Objective: Pick out each line of the records that contains the string "mower" and copy it. Case counts, so only the same capitalization is a match.

-- START Recorded data --

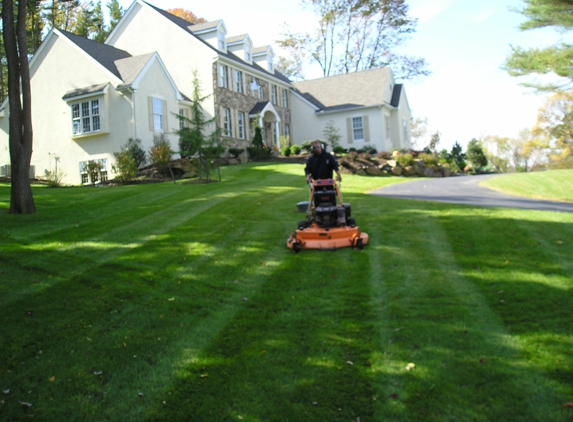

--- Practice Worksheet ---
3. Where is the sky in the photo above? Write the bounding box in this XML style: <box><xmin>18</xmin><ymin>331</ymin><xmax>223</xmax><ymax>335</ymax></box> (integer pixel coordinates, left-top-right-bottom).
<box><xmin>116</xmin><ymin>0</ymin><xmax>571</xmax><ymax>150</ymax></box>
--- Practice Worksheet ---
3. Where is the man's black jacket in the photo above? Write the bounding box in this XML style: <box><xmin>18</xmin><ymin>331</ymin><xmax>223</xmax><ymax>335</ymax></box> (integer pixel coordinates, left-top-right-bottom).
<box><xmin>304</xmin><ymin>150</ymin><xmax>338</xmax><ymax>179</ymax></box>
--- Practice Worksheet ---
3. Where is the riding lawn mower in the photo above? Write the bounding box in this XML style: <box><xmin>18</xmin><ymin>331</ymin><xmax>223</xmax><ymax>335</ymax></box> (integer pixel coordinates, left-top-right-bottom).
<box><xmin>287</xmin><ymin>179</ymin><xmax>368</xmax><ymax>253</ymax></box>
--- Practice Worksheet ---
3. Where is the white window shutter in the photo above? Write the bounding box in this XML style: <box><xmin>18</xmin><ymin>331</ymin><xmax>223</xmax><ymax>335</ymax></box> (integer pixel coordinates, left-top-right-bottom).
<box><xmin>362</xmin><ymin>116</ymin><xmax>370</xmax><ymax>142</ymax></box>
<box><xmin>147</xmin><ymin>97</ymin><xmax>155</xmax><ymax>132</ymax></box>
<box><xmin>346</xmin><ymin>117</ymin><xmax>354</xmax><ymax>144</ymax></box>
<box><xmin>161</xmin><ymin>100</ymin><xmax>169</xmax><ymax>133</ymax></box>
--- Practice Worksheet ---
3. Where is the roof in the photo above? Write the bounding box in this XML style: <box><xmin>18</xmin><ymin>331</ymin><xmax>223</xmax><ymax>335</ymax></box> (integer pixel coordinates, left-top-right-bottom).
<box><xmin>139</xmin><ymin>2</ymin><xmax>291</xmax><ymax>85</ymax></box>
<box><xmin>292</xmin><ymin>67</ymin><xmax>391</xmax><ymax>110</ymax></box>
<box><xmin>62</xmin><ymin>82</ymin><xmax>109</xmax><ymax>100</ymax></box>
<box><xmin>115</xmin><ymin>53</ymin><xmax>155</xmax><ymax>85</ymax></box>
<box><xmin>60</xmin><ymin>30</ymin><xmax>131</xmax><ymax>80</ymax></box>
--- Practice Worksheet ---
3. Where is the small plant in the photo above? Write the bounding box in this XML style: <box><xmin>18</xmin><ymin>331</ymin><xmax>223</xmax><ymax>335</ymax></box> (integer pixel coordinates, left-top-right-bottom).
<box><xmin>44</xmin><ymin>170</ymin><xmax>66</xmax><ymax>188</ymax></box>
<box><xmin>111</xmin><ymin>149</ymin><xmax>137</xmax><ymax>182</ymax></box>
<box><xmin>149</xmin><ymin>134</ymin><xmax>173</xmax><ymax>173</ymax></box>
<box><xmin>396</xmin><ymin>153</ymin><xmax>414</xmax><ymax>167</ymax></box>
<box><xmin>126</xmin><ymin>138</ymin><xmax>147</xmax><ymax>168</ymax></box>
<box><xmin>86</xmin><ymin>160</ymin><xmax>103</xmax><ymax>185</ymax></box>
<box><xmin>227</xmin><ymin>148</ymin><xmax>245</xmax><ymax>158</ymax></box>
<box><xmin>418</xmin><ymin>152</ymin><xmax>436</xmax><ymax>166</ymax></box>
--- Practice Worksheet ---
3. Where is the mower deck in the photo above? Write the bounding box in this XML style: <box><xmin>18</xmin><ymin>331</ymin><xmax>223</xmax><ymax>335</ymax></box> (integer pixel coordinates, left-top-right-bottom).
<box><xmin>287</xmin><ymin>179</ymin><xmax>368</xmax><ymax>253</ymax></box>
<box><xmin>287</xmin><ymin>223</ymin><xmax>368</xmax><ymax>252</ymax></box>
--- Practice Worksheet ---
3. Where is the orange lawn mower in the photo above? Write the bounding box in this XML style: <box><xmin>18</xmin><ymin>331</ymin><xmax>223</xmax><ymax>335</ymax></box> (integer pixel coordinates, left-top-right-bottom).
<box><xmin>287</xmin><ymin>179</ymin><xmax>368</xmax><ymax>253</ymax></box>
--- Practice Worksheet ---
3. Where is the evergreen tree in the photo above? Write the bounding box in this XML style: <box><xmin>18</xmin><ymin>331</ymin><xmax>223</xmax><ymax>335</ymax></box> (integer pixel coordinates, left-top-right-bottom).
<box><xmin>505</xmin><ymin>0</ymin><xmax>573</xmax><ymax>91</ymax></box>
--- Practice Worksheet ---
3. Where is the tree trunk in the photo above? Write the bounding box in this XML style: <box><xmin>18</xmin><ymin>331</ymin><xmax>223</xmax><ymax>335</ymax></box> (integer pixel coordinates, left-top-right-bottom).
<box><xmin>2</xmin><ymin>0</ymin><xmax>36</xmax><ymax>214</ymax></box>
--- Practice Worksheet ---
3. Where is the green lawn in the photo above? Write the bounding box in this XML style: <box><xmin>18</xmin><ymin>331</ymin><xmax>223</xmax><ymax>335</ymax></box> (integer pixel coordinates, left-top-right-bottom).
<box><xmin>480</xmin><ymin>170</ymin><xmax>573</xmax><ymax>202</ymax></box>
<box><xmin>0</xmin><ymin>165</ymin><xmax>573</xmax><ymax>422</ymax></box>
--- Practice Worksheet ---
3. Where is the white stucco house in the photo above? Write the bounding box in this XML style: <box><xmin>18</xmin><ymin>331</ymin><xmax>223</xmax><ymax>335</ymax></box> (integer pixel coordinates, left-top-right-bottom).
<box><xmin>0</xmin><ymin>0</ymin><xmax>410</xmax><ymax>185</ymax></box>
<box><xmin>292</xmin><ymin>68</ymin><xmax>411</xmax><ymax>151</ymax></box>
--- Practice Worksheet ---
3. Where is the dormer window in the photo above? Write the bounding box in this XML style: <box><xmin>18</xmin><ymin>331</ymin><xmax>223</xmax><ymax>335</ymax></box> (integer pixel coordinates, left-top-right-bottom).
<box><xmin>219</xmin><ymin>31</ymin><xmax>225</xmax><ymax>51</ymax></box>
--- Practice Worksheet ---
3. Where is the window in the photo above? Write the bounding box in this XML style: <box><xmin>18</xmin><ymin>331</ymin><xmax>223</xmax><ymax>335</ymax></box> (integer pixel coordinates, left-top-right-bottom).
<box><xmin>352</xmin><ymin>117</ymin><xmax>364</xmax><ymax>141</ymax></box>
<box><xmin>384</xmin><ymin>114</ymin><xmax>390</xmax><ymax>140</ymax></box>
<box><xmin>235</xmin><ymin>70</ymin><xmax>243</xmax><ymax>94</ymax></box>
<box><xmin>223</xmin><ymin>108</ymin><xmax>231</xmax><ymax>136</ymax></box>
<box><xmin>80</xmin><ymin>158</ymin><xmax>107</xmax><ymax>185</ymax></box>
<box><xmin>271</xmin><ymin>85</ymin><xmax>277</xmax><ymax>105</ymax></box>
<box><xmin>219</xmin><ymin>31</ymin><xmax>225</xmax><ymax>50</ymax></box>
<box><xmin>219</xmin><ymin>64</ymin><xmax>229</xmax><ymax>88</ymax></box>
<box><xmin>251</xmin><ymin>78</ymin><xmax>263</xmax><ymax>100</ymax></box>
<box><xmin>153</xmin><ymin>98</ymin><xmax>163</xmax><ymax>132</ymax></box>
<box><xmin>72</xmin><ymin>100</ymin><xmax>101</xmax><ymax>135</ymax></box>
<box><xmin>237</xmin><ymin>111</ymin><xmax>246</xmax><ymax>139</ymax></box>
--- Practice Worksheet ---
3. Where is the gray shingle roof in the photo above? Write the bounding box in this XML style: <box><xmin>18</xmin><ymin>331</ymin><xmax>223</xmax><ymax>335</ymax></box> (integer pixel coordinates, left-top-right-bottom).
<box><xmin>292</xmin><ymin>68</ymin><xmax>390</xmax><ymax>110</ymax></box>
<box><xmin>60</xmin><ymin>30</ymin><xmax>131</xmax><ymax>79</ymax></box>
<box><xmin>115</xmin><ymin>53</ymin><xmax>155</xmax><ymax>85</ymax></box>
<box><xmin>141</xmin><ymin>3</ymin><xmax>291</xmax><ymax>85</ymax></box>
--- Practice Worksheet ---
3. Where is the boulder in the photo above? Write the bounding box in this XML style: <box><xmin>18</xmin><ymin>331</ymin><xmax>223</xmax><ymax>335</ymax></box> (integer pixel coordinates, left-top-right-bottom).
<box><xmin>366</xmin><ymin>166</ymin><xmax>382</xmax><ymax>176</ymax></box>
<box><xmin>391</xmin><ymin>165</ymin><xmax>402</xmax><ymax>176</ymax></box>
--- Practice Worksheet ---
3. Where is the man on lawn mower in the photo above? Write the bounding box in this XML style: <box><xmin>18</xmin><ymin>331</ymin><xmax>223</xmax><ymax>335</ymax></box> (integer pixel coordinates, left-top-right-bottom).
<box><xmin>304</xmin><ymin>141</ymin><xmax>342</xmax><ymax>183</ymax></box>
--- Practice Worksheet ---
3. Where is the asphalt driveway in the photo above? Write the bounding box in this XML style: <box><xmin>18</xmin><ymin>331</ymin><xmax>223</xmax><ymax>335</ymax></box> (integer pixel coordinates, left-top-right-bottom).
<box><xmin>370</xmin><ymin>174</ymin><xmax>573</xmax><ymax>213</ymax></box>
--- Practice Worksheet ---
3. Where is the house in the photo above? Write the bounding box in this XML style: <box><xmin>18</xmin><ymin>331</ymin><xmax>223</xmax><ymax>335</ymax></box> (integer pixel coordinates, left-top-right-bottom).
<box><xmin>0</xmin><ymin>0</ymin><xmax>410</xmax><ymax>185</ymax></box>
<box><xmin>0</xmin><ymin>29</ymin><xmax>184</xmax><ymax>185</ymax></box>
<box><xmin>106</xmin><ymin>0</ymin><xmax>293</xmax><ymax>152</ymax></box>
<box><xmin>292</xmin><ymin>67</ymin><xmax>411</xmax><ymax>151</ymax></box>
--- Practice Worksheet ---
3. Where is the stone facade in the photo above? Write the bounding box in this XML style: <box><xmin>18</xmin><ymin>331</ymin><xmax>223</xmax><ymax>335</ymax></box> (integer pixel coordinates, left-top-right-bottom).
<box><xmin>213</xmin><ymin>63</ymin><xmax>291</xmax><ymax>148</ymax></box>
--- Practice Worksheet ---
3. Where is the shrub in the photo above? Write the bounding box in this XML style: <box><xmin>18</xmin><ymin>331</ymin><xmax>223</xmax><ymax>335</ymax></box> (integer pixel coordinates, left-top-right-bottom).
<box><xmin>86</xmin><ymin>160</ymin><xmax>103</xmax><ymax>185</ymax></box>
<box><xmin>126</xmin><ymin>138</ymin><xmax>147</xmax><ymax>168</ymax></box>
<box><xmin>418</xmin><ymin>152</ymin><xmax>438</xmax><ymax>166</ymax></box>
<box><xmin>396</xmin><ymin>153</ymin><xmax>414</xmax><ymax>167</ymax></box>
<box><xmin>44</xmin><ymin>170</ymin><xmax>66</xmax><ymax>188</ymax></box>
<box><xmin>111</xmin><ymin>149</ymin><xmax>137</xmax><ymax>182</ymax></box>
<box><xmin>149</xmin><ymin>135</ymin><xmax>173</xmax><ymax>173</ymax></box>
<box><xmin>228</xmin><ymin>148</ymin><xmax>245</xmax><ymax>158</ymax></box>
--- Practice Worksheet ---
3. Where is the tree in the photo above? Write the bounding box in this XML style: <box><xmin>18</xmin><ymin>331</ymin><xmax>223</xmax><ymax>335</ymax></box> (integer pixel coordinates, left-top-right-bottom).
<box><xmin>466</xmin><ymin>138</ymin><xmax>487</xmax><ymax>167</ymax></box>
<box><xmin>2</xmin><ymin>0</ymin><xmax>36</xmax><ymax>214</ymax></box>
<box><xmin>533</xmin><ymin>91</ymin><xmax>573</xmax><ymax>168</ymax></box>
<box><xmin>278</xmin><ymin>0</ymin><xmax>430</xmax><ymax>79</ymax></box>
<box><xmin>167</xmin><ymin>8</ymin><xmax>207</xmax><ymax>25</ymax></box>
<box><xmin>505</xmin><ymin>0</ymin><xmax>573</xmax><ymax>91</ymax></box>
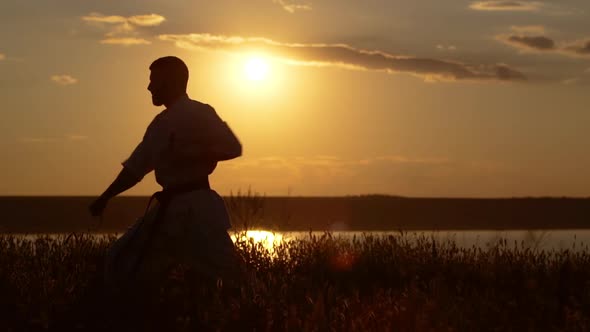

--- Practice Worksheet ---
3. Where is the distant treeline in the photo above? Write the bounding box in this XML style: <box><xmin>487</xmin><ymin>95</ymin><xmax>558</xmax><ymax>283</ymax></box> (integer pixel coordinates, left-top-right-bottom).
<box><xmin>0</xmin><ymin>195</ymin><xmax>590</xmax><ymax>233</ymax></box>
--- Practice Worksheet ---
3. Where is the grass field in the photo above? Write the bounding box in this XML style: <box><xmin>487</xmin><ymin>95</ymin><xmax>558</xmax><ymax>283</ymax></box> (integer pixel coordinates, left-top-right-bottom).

-- END Recorded data --

Written answer:
3. Where is the riding lawn mower in the photo above? Write the bounding box in this XML style: <box><xmin>18</xmin><ymin>331</ymin><xmax>223</xmax><ymax>335</ymax></box> (integer pixel coordinates, left-top-right-bottom).
3. Where is the mower deck in the photo above? Write the bounding box in this XML style: <box><xmin>18</xmin><ymin>331</ymin><xmax>223</xmax><ymax>335</ymax></box> (integer pixel coordinates, left-top-right-bottom).
3. Where is the orange lawn mower in the photo above? Write the bounding box in this XML style: <box><xmin>18</xmin><ymin>331</ymin><xmax>223</xmax><ymax>335</ymax></box> (integer pixel coordinates, left-top-right-bottom).
3. Where is the man on lawn mower in the photo above? Write the bounding box in this XML style: <box><xmin>18</xmin><ymin>331</ymin><xmax>223</xmax><ymax>335</ymax></box> (integer pixel coordinates, left-top-right-bottom).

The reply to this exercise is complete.